→ **What is asked**
• 1. In the Motif passage, why does the letter say it is all too easy to make subtle errors when instantiating Motif widgets? Answer in one to three sentences.
• 2. Retype the part of the Motif passage starting at "Firstly, Antony Fountain" and ending at "is virtually non-existent.".

→ **Source passage**
[Start]
Editor's Note: On April 5th we published an article titled
Dead? No Way!, by Antony Fountain, co-author of our newly released
book Volume 6B:
Motif Reference Manual, 2nd Edition. In the article, Antony argues
quite forcefully that Motif is not only very much alive, but is instrumental
to the development of large-scale Unix applications. On April 6th we received
the following email from Chris Wareham, a self-described "former Motif
programmer" who now develops with GTK+. Chris took exception to several of
Antony's points and we asked for permission to publish his letter. In the
spirit of fairness, we also invited Antony to respond. Their dialogue
Date: April 6 2000
From: Chris Wareham
Subject: Regarding the "Is Motif Dead?" article
As a former Motif programmer I read your current article asking whether
Motif is "dead" with some interest. While it was obviously tied in with
the release of an updated Motif reference book, the article focused on
perceived shortcomings in more popular toolkits like Qt and GTK+. I cannot
speak for Qt, as I am not a keen C++ programmer, but I now do all my GUI
programming using GTK+. I consequently found the comments about GTK+ a
little bit partisan and very inaccurate.
Firstly, Antony Fountain points out that GTK+ and Qt are easier to program
in than Motif. This is Motif's biggest weakness. Regardless of whether it
is better looking or more fully featured than the new toolkits, Motif
falls down because development times are so much longer. It is all too easy
to make subtle errors when instantiating Motif widgets, as type checking
of widget attributes is virtually non-existent.
[End]
→ **Provided information**
[Start]
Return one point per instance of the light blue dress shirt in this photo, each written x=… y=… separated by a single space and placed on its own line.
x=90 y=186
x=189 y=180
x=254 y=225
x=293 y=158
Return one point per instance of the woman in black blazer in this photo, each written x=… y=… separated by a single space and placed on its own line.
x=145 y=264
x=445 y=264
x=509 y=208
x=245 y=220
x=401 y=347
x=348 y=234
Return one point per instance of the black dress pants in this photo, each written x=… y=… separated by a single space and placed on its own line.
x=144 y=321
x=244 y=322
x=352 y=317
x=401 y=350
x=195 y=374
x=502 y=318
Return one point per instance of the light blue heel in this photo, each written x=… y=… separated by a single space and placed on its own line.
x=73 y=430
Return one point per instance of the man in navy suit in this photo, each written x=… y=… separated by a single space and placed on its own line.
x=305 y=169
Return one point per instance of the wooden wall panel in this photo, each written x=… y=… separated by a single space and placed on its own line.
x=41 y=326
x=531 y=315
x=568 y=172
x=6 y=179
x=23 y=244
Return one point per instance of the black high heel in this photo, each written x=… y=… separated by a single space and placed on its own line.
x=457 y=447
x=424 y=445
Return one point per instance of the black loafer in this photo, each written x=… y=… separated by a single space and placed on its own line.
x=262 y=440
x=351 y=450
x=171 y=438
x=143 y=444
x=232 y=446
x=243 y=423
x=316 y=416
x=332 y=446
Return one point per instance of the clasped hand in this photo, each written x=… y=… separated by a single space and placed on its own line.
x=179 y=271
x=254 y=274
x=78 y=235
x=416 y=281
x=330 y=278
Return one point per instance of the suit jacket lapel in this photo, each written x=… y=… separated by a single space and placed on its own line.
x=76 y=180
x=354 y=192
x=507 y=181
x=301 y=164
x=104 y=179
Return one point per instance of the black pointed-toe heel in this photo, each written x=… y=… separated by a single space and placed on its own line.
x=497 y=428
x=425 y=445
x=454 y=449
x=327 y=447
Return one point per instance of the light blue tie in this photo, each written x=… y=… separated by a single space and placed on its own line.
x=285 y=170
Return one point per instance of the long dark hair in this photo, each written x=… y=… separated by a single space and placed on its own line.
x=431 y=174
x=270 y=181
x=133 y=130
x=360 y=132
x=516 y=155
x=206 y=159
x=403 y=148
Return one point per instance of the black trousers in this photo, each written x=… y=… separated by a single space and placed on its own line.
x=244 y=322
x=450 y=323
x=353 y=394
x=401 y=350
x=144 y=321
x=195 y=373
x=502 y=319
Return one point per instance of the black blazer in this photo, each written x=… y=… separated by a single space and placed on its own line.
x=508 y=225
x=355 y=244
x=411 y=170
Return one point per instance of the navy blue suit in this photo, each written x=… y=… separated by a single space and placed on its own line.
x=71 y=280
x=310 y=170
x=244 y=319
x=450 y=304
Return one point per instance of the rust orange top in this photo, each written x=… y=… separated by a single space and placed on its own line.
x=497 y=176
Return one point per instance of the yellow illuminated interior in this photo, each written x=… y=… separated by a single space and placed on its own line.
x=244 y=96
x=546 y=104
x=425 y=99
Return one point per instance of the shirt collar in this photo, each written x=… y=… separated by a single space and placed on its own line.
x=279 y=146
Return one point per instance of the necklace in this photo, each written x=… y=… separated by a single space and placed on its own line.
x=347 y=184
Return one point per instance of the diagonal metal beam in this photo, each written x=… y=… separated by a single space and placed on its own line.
[End]
→ **Answers to the tasks**
• 1. Type checking of widget attributes in Motif is virtually non-existent.

• 2.
Firstly, Antony Fountain points out that GTK+ and Qt are easier to program
in than Motif. This is Motif's biggest weakness. Regardless of whether it
is better looking or more fully featured than the new toolkits, Motif
falls down because development times are so much longer. It is all too easy
to make subtle errors when instantiating Motif widgets, as type checking
of widget attributes is virtually non-existent.